§ **PROBLEM SET**:
A - In the reader comments on the childbirth human rights quiz, what does Billee say she will do with the quiz?
B - Write what comes next in the reader comments on the childbirth human rights quiz, starting after Carol's comment.

§ **TEXT PASSAGE**:
>>


  2. Kate says

    Wouldn’t it be awesome if all primary caregivers had to complete some sort of human rights training and take this quiz?

  3. Rean says

    I completely agree, although in the first scenario I would have liked the risks and benefits to be offered *before* consent was obtained, not after. Once you’ve already agreed to something you’re less likely to rescind that agreement if there’s a risk you’re somewhat uncomfortable with. But I also recognize that that kind of situation comes up so late in the birth process that it is very difficult to have a meaningful informed consent dialogue.

  4. Nurse says

    I work on a busy hospital birthing unit and I can honestly say, I’ve seen all of these scenarios occur. Try as hard as we do encourage women to say no to routine hospital practices, in my experience, most women will agree to what ever the physician declares the mother should do. I’ve seen women scream when a physician will “stretch” the perineum for the baby’s head, yet they continue to do so. I’ve seen a physician threaten to walk out on a mother if she didn’t turn over and birth on her back. (the patient refused, called the physicians bluff and the physician went on to deliver the baby with mom side lying….rare occurrence though). It saddens me to know that women are so intimidated by physicians and many nurses. Shouldn’t evidence based practice be the gold standard? It is hard to empower women during a very vulnerable time in their life. I feel that teaching empowerment during birth should occur during some form of prenatal classes, but, women seem to be attending these less and less. One mother to be said to me, “why spend money on prenatal classes when I can just get an epidural”.

  5. Billee says

    I agree with your assessment & have wintnessed many of these violations. I will share this quiz with all my doula clients & in my childbirth classes.
    Thanks!!

  6. Kelly says

    I agree completely with your assessments. I can see why the vacuum extraction would cause concern but the Dr got consent, clarified risks and benefits and then asked again for permission before starting the procedure. he also stopped once enough had been done for the mother to take over again.

  7. Carol says

    Got them all correct apart from number 1 which needs a bit of discussion. I thought the scenario had one problem that pushed it slightly into the violation range. The Dr could have given all the good information he gave BEFORE he started getting ready and before the woman had consented. All information should be delivered to the woman before she consents. Informed consent … That said I was impressed with the detailed information he gave – citing evidence etc.

<<

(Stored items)
>>

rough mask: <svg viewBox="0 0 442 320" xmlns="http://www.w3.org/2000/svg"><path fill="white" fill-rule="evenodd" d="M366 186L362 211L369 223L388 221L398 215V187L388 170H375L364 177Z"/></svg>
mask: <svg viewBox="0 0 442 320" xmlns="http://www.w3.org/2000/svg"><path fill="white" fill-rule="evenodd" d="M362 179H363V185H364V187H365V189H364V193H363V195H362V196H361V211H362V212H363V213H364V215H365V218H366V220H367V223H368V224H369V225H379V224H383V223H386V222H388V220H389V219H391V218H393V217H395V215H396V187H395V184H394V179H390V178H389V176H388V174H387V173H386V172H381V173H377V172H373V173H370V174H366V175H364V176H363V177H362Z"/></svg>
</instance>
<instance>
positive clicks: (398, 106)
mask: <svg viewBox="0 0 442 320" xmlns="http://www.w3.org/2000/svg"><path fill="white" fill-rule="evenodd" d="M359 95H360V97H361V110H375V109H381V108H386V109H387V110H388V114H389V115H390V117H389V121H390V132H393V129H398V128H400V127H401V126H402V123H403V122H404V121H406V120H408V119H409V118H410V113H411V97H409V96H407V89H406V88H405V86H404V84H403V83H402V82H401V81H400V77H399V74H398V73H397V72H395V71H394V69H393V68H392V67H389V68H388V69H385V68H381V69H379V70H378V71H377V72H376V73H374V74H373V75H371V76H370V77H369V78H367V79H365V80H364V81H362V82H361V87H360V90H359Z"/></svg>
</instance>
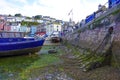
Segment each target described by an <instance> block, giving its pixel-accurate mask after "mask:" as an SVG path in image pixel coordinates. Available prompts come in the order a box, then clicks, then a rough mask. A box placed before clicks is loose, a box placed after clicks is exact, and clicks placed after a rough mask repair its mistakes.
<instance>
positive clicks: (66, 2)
mask: <svg viewBox="0 0 120 80" xmlns="http://www.w3.org/2000/svg"><path fill="white" fill-rule="evenodd" d="M106 2H108V0H0V14H11V15H14V14H16V13H21V14H22V15H23V16H29V17H32V16H35V15H43V16H50V17H52V18H56V19H60V20H64V21H68V20H69V19H70V18H72V20H73V21H75V22H78V21H81V20H82V19H85V18H86V16H88V15H90V14H92V13H93V12H94V11H96V10H97V9H98V5H99V4H102V5H104V4H105V3H106ZM70 12H71V13H70ZM69 13H70V15H68V14H69ZM72 13H73V14H72Z"/></svg>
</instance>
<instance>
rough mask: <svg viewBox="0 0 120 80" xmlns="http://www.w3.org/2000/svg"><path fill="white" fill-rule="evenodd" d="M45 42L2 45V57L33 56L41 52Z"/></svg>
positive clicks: (30, 42)
mask: <svg viewBox="0 0 120 80" xmlns="http://www.w3.org/2000/svg"><path fill="white" fill-rule="evenodd" d="M43 43H44V40H31V41H22V42H11V43H2V44H0V56H13V55H24V54H29V53H30V54H33V53H35V52H38V51H40V49H41V47H42V46H43Z"/></svg>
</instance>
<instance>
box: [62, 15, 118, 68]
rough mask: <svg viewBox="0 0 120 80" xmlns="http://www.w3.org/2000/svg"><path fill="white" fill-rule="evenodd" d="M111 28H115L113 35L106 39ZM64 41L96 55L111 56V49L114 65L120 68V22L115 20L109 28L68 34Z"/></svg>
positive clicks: (97, 28) (114, 20)
mask: <svg viewBox="0 0 120 80" xmlns="http://www.w3.org/2000/svg"><path fill="white" fill-rule="evenodd" d="M119 16H120V15H119ZM114 17H116V16H114ZM109 18H110V17H109ZM112 18H113V17H112ZM110 27H113V33H112V34H111V35H110V37H109V38H108V39H106V35H107V34H108V30H109V28H110ZM63 40H66V41H68V43H69V44H72V45H73V46H75V47H79V48H80V49H85V50H89V51H92V52H95V53H96V54H105V53H107V55H109V53H111V52H110V51H108V50H110V49H111V51H112V61H111V62H112V65H113V66H117V67H120V22H118V21H115V18H113V19H112V21H111V23H110V24H109V25H107V26H99V27H96V28H94V29H86V30H85V31H80V32H79V31H78V32H76V33H73V34H72V33H69V34H66V35H65V36H64V37H63ZM105 40H106V41H105ZM106 42H107V43H106Z"/></svg>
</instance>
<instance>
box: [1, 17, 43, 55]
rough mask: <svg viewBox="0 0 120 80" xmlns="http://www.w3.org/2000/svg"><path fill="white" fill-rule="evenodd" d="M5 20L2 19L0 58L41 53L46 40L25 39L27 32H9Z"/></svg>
mask: <svg viewBox="0 0 120 80" xmlns="http://www.w3.org/2000/svg"><path fill="white" fill-rule="evenodd" d="M6 24H7V23H6V21H5V19H4V18H2V17H0V57H1V56H13V55H21V54H29V53H31V54H32V53H35V52H38V51H40V49H41V47H42V46H43V43H44V40H45V39H41V38H39V37H32V38H28V37H26V38H25V32H13V31H9V29H10V26H6Z"/></svg>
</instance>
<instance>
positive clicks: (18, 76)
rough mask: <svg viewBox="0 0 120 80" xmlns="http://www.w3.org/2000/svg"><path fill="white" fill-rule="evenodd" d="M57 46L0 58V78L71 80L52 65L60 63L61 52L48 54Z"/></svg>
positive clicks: (66, 74) (58, 50)
mask: <svg viewBox="0 0 120 80" xmlns="http://www.w3.org/2000/svg"><path fill="white" fill-rule="evenodd" d="M53 48H54V49H58V46H43V48H42V49H41V51H40V52H38V53H37V54H32V55H22V56H13V57H4V58H0V80H73V79H72V78H71V77H70V76H68V75H67V74H66V73H65V72H64V71H61V70H60V69H59V68H56V67H55V66H52V65H59V64H61V62H62V60H61V59H60V58H59V57H58V56H59V54H61V53H60V52H59V50H58V52H57V53H56V54H48V50H49V49H53Z"/></svg>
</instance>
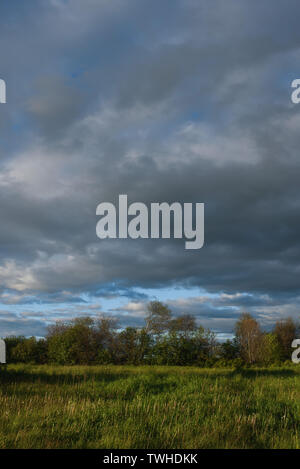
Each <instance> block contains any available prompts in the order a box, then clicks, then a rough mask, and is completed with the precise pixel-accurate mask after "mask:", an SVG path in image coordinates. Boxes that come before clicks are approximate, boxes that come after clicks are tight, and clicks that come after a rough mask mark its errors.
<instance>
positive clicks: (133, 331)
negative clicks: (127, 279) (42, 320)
mask: <svg viewBox="0 0 300 469" xmlns="http://www.w3.org/2000/svg"><path fill="white" fill-rule="evenodd" d="M299 333H300V327H299V324H296V323H295V322H294V321H293V319H291V318H287V319H284V320H281V321H278V322H277V323H276V324H275V326H274V328H273V330H272V331H271V332H264V331H262V329H261V326H260V324H259V323H258V321H257V320H256V319H255V318H254V317H253V316H251V315H250V314H248V313H243V314H242V315H241V316H240V318H239V319H238V321H237V322H236V325H235V335H234V338H233V339H231V340H227V341H226V342H223V343H220V342H218V341H217V340H216V336H215V334H214V333H213V332H212V331H211V330H209V329H206V328H204V327H203V326H201V325H200V326H199V325H197V323H196V320H195V318H194V317H193V316H192V315H190V314H183V315H181V316H177V317H174V316H173V315H172V312H171V310H170V308H169V307H168V306H167V305H166V304H163V303H161V302H159V301H151V302H150V303H149V304H148V305H147V316H146V320H145V326H144V327H143V328H134V327H127V328H126V329H124V330H120V328H119V327H118V324H117V322H116V320H115V319H114V318H113V317H110V316H107V315H102V316H99V317H98V318H96V319H95V318H91V317H80V318H76V319H72V320H70V321H65V322H61V321H58V322H56V323H55V324H54V325H51V326H49V327H48V330H47V335H46V337H45V338H43V339H37V338H35V337H31V338H25V337H23V336H17V337H16V336H14V337H12V336H11V337H7V338H6V339H5V342H6V348H7V361H8V363H36V364H46V363H49V364H50V363H51V364H59V365H109V364H116V365H123V364H127V365H144V364H146V365H196V366H202V367H207V366H220V367H222V366H243V365H253V364H256V365H263V366H269V365H272V364H275V365H280V363H282V362H285V361H287V360H288V361H289V362H290V360H291V353H292V348H291V344H292V341H293V340H294V339H295V338H297V337H299V336H300V335H299Z"/></svg>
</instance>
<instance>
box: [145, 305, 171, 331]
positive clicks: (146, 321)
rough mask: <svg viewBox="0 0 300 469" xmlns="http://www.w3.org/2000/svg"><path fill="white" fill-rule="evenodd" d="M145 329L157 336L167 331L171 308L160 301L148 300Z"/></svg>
mask: <svg viewBox="0 0 300 469" xmlns="http://www.w3.org/2000/svg"><path fill="white" fill-rule="evenodd" d="M147 310H148V315H147V317H146V331H147V332H149V333H152V334H154V335H155V336H156V337H157V338H160V337H161V335H162V334H163V333H165V332H167V331H168V329H169V326H170V320H171V310H170V309H169V307H168V306H167V305H164V304H163V303H161V302H160V301H150V303H148V305H147Z"/></svg>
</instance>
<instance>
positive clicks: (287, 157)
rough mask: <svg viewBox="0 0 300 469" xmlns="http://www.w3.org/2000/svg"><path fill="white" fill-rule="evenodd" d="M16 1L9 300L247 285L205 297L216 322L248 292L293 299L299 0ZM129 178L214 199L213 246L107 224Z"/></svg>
mask: <svg viewBox="0 0 300 469" xmlns="http://www.w3.org/2000/svg"><path fill="white" fill-rule="evenodd" d="M14 3H15V2H10V3H8V2H3V3H2V4H1V7H0V13H1V19H0V21H1V28H0V40H1V50H2V58H1V61H2V63H1V68H0V76H1V77H2V76H3V77H4V78H5V79H6V81H7V84H8V97H9V99H8V104H7V105H5V106H0V124H1V137H2V133H3V135H4V137H3V146H2V148H1V149H0V152H1V157H2V159H1V172H0V196H1V204H0V218H1V229H0V256H1V257H0V283H1V288H2V290H1V291H3V292H4V294H6V293H7V292H8V293H9V297H5V298H7V299H4V300H3V302H4V303H5V302H9V304H10V303H11V302H14V301H15V302H16V303H19V302H22V301H23V302H24V303H31V302H32V303H34V302H35V299H36V301H37V302H39V301H41V302H45V303H47V302H49V303H53V302H59V301H60V299H61V301H62V302H64V301H65V293H64V292H65V291H67V292H68V295H69V296H68V301H69V302H70V303H72V302H73V303H76V302H80V301H83V300H82V295H83V294H87V295H91V296H98V297H99V296H104V297H113V296H116V295H118V296H124V297H125V296H127V297H128V298H131V300H138V301H139V300H145V299H146V298H145V296H146V294H144V293H139V292H137V291H136V290H135V288H136V287H144V288H148V287H151V288H153V287H156V288H160V287H165V286H168V285H171V284H178V285H179V284H180V285H183V286H185V287H187V288H188V287H190V286H199V287H201V288H204V289H206V290H207V291H209V292H211V293H215V292H224V293H227V294H228V295H232V294H235V293H237V292H243V293H244V295H243V296H236V297H234V299H231V298H229V297H227V298H226V299H225V300H224V304H222V305H221V304H220V305H219V306H217V307H216V306H215V305H214V306H208V305H206V313H205V314H206V317H205V320H207V321H209V318H211V319H210V320H213V319H212V318H215V320H216V321H221V322H220V329H221V326H223V323H222V319H223V318H226V317H227V318H232V319H234V318H236V316H237V314H238V313H239V312H240V310H241V309H243V308H248V309H251V308H252V309H251V310H253V312H254V314H256V313H255V312H256V311H258V308H263V307H266V308H269V314H270V316H272V317H273V318H275V316H276V314H277V313H276V312H274V311H275V310H274V308H275V307H276V305H277V306H281V307H282V310H284V308H285V306H286V305H288V306H286V308H287V309H288V310H289V312H292V311H293V307H292V306H290V305H294V307H295V308H296V306H295V305H296V304H297V302H295V301H294V300H295V298H297V295H298V294H299V282H298V274H299V261H300V247H299V246H300V245H299V235H300V224H299V209H300V194H299V176H300V174H299V173H300V170H299V162H298V148H299V145H300V134H299V126H300V108H299V109H298V108H297V106H294V105H292V104H291V101H290V91H291V90H290V82H291V80H292V79H293V78H295V77H296V75H297V73H298V70H299V65H300V63H299V48H300V30H299V27H298V21H297V20H298V15H297V11H298V3H297V2H296V1H290V2H289V4H288V7H287V4H286V2H284V1H277V2H276V3H274V2H272V1H271V0H269V1H266V2H263V3H256V4H254V2H250V1H249V0H248V1H240V2H236V1H227V2H223V1H216V2H213V4H212V2H209V1H201V2H199V1H192V0H187V1H186V2H174V1H172V2H169V1H166V2H151V3H149V2H144V1H128V2H109V1H104V0H103V1H100V2H99V1H97V2H96V1H94V0H89V1H86V2H83V1H80V0H70V1H68V2H63V1H60V0H52V1H50V2H34V1H29V2H26V4H25V2H24V4H22V6H20V5H19V2H18V7H17V8H16V5H15V4H14ZM162 3H163V5H162ZM121 193H125V194H128V197H129V202H134V201H140V202H144V203H149V204H150V203H151V202H155V201H156V202H163V201H166V202H173V201H180V202H204V203H205V246H204V247H203V248H202V249H201V250H199V251H195V252H194V251H193V252H191V251H185V250H184V243H183V242H182V241H180V240H176V241H172V240H136V241H133V240H107V241H100V240H98V239H97V238H96V235H95V226H96V222H97V217H96V216H95V210H96V206H97V204H98V203H100V202H103V201H110V202H114V203H116V202H117V197H118V194H121ZM143 295H145V296H143ZM272 302H273V303H272ZM225 303H226V304H225ZM270 303H272V304H270ZM272 307H273V310H272V309H271V308H272ZM195 314H196V312H195ZM203 314H204V312H203ZM257 314H258V313H257ZM127 319H128V317H127ZM128 324H129V323H128ZM218 327H219V326H218Z"/></svg>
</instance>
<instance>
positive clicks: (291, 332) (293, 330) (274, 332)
mask: <svg viewBox="0 0 300 469" xmlns="http://www.w3.org/2000/svg"><path fill="white" fill-rule="evenodd" d="M296 331H297V326H296V324H295V322H294V321H293V319H292V318H287V319H283V320H281V321H277V322H276V324H275V327H274V331H273V332H274V334H275V336H276V337H277V340H278V342H279V346H280V350H281V358H282V359H283V360H288V359H289V358H290V356H291V350H292V349H291V344H292V342H293V340H294V339H295V338H296Z"/></svg>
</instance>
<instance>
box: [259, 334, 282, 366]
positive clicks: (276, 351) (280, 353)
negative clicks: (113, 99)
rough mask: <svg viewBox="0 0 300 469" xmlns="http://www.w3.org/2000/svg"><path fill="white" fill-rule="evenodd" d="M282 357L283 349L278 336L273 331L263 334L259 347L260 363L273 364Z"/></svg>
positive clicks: (259, 355)
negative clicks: (273, 333)
mask: <svg viewBox="0 0 300 469" xmlns="http://www.w3.org/2000/svg"><path fill="white" fill-rule="evenodd" d="M280 358H281V350H280V344H279V342H278V339H277V336H276V335H275V334H273V333H272V332H269V333H268V334H267V333H264V334H262V336H261V342H260V349H259V359H258V361H259V363H261V364H263V365H271V364H272V363H276V362H279V361H280Z"/></svg>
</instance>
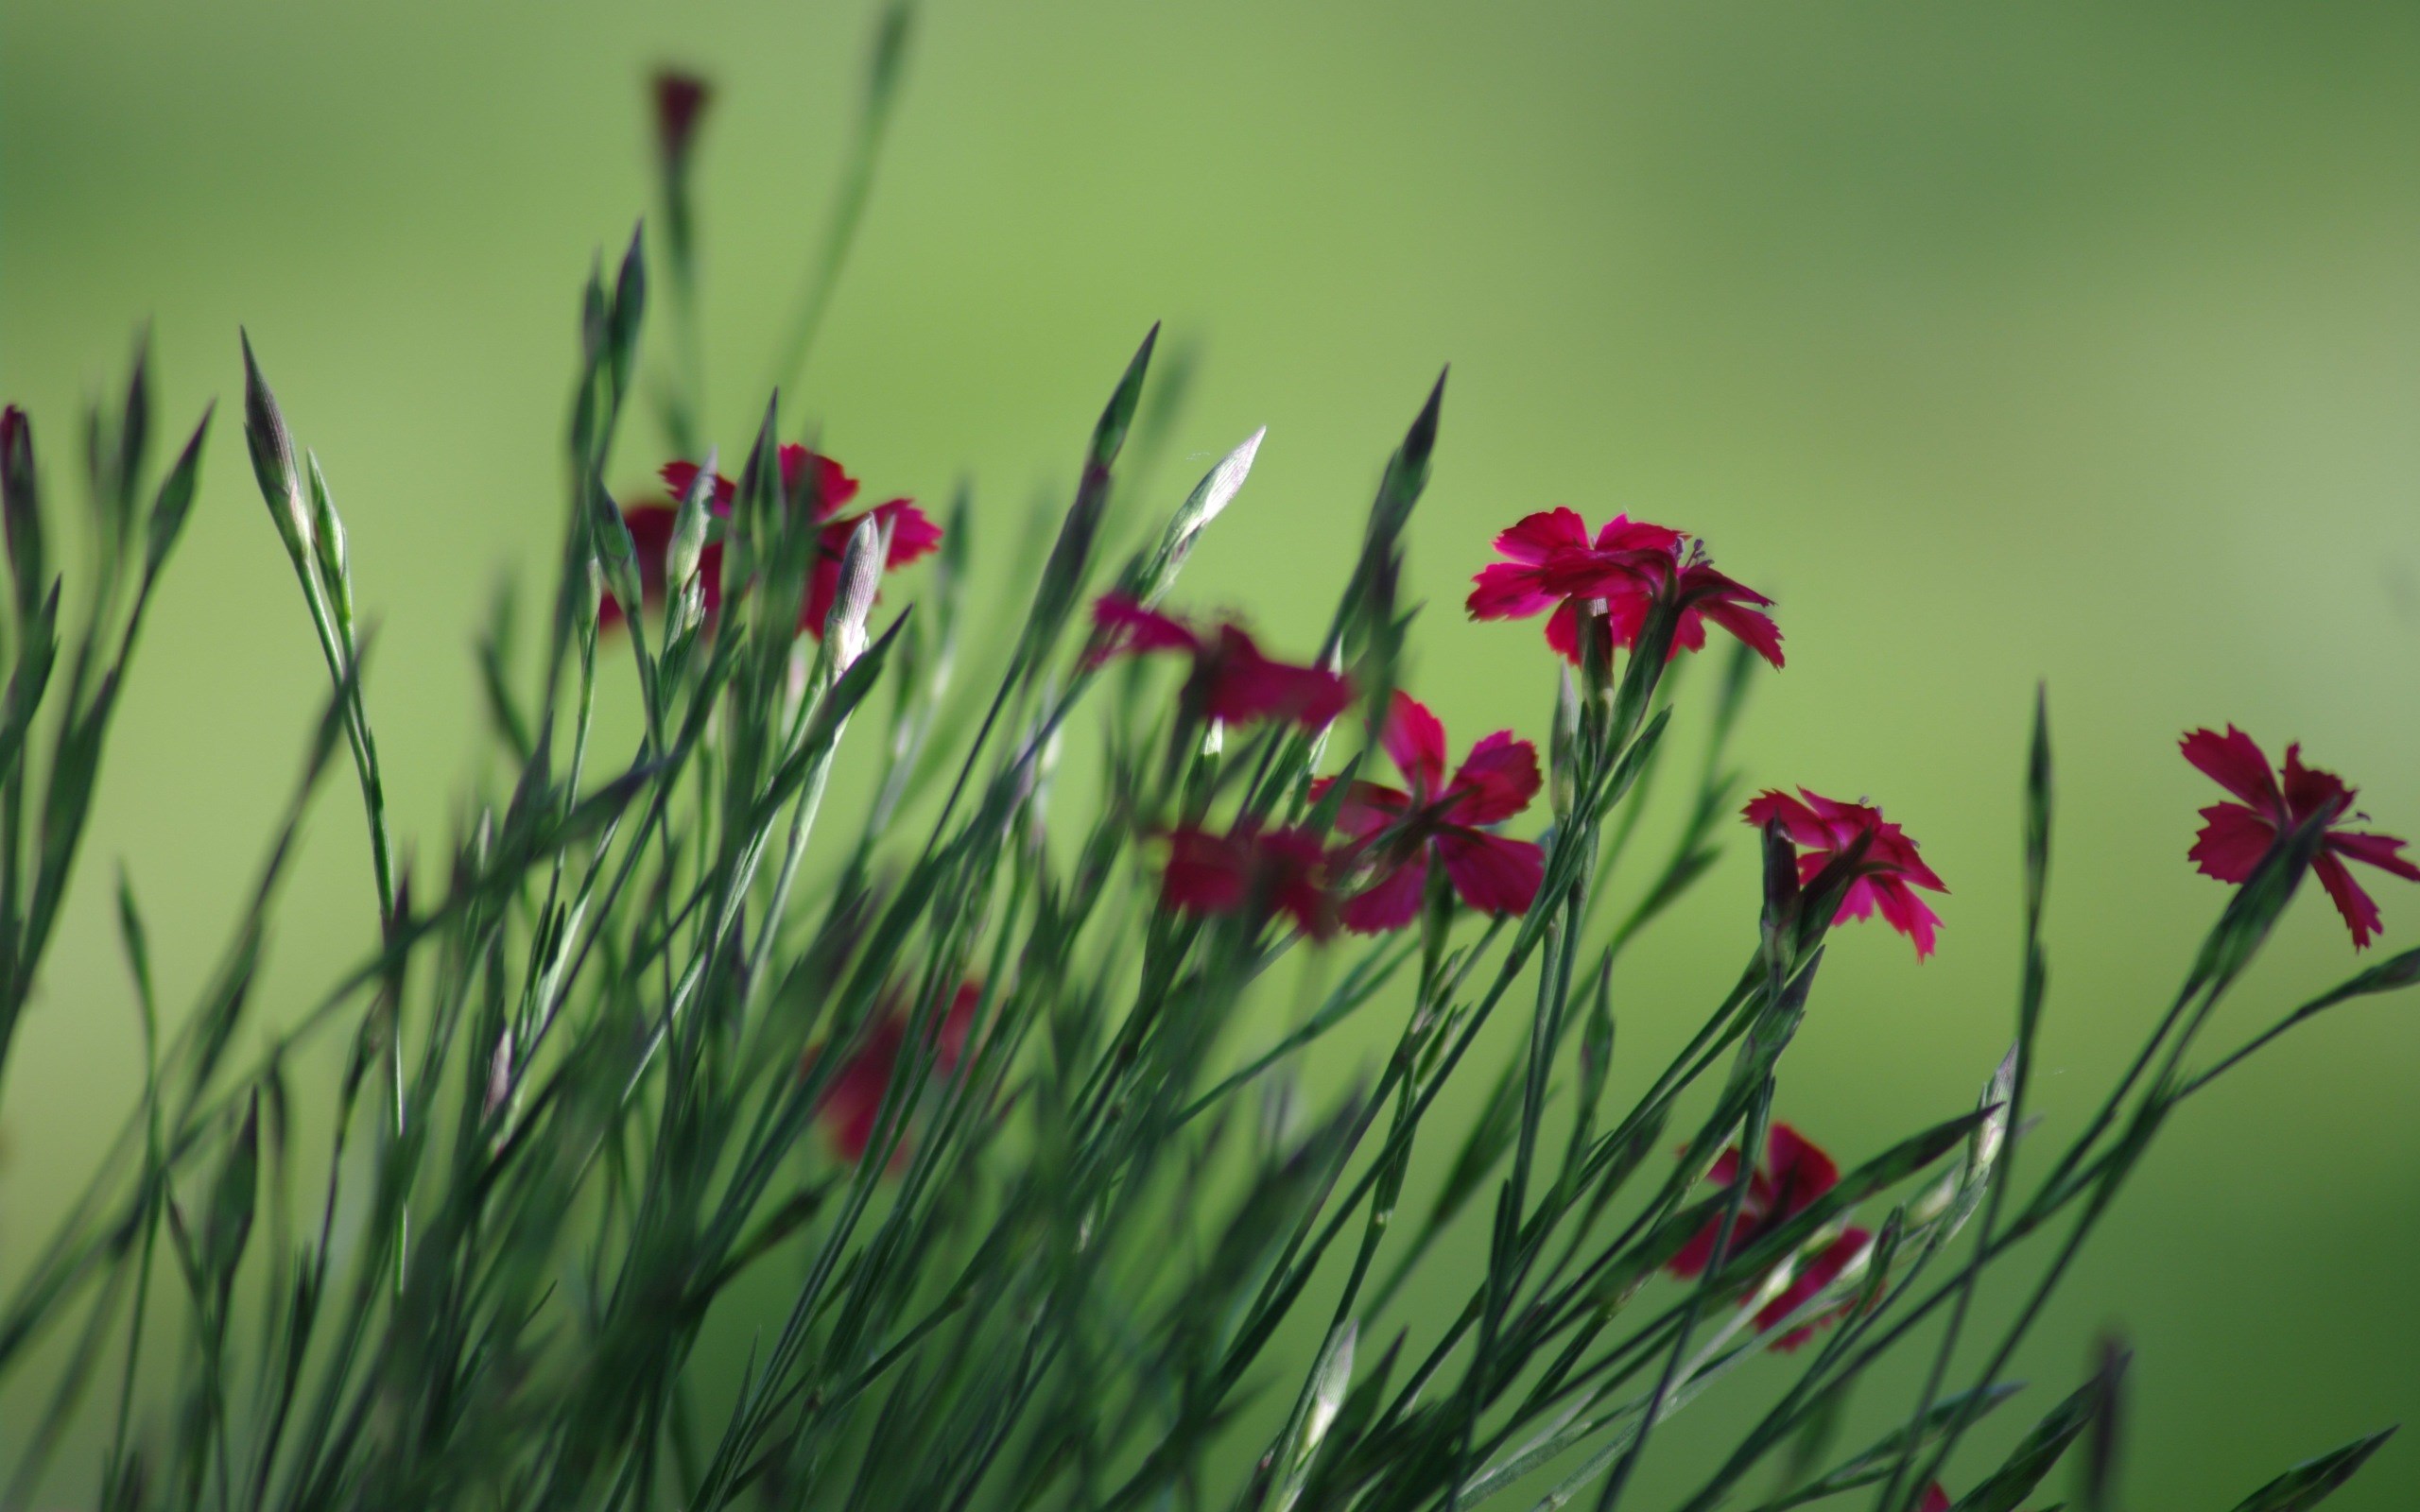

<<

§ **RESULTS FOR EACH TASK**:
A - She will share it with all her doula clients and in her childbirth classes.

B -
  8. Leatisha Pogioli says

    I took my monitors off myself when they got uncomfortable ;) the nurse asked what happened and I told her I was itching. She asked me to put them back on and I said no, I was getting in the shower :P
    they got me with the birthing position and eye ointment though :/
    I have heard of too many cases where CPS (wrongly) takes children for things like that

  9. says

    I am enjoying your articles. I just did the survey on “rights violation” and I would have to point out that in the first question–vacuum extraction, her rights were violated because she was only given one option– the vacuum. Had he gotten her off of her back and attempted other positions, that baby may have come right out. Also, in the discussion he did not outline the very serious complications that may result from vacuum to the baby. One being, brain injury were found in one out of 860 deliveries with vacuum.When it comes to owning our rights in pregnancy and birth we need to start including the effects these procedures have on the baby as well as the mother.

  10. says

    The first one is a bit tricky… Since the care provider didn’t provide the risks and benefits until after the mother consented, even if she was then uncomfortable with it, she would have likely felt pressured to consent again since she already had once and the doctor had already prepared and gotten the equipment ready… Just my two cents.